── RECORDS FOR THIS EXERCISE ──

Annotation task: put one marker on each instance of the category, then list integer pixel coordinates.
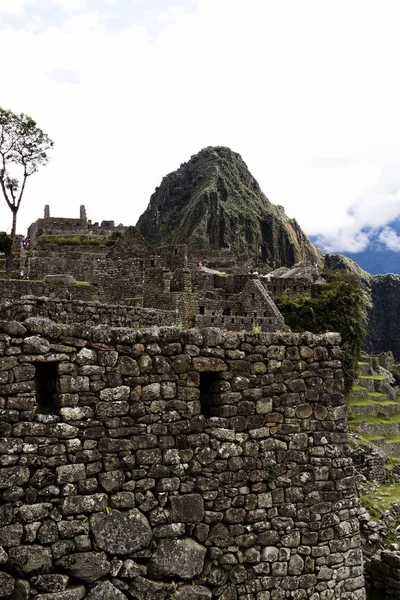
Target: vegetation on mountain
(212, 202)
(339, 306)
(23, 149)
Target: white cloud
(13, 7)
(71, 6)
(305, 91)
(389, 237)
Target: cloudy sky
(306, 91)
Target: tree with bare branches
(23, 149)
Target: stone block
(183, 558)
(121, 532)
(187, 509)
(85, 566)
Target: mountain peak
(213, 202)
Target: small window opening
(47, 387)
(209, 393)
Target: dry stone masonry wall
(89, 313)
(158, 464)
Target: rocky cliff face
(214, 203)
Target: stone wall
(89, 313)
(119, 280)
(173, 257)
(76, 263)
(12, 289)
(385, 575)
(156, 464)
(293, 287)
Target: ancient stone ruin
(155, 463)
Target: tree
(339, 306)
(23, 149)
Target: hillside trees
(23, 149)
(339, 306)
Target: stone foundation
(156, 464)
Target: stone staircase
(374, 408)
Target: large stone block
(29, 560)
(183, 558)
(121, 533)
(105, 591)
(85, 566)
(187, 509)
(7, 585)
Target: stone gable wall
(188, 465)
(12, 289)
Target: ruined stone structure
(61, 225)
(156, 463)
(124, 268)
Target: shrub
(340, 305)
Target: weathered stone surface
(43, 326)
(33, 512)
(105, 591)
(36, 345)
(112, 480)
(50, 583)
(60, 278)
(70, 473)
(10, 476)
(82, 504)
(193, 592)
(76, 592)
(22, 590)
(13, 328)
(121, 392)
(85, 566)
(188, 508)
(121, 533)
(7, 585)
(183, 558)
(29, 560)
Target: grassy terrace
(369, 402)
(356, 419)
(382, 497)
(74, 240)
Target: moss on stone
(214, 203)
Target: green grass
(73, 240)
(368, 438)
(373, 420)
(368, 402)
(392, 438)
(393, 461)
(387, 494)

───

**TASK TO COMPLETE**: A faithful copy of every record is needed here. Leave the images out of it.

**WRITTEN ANSWER**:
Annotation task: put one marker on each instance of the category, then list integer pixel coordinates.
Target: vegetation on mountain
(212, 202)
(339, 306)
(23, 149)
Target: white cloud
(13, 7)
(71, 6)
(305, 91)
(389, 237)
Target: cloudy sky
(306, 91)
Target: tree with bare branches
(23, 149)
Target: stone block
(183, 558)
(121, 532)
(187, 509)
(85, 566)
Target: mountain peak
(213, 202)
Target: small window opening
(47, 387)
(209, 393)
Target: dry stone masonry wall
(89, 313)
(158, 464)
Target: rocky cliff face
(214, 203)
Target: stone wall
(89, 313)
(119, 280)
(173, 257)
(76, 263)
(12, 289)
(385, 575)
(156, 464)
(293, 287)
Target: ancient stone ruin
(155, 463)
Target: tree
(339, 306)
(23, 149)
Target: hillside trees
(23, 149)
(339, 306)
Target: stone foundation
(156, 464)
Target: stone staircase
(374, 408)
Target: large stone block
(29, 560)
(183, 558)
(121, 533)
(105, 591)
(85, 566)
(187, 509)
(7, 585)
Target: stone gable wall
(188, 465)
(12, 289)
Target: ruined stone structure
(61, 225)
(156, 463)
(124, 268)
Target: shrub
(340, 305)
Target: weathered stone surface
(43, 326)
(33, 512)
(105, 591)
(36, 345)
(112, 480)
(50, 583)
(60, 278)
(70, 473)
(10, 476)
(82, 504)
(193, 592)
(76, 592)
(22, 590)
(13, 328)
(121, 392)
(85, 566)
(188, 508)
(121, 533)
(7, 585)
(183, 558)
(29, 560)
Target: grassy terrace
(369, 402)
(356, 419)
(382, 497)
(74, 240)
Target: moss on stone
(214, 203)
Target: green grass
(73, 240)
(368, 438)
(373, 420)
(368, 402)
(392, 438)
(393, 461)
(387, 494)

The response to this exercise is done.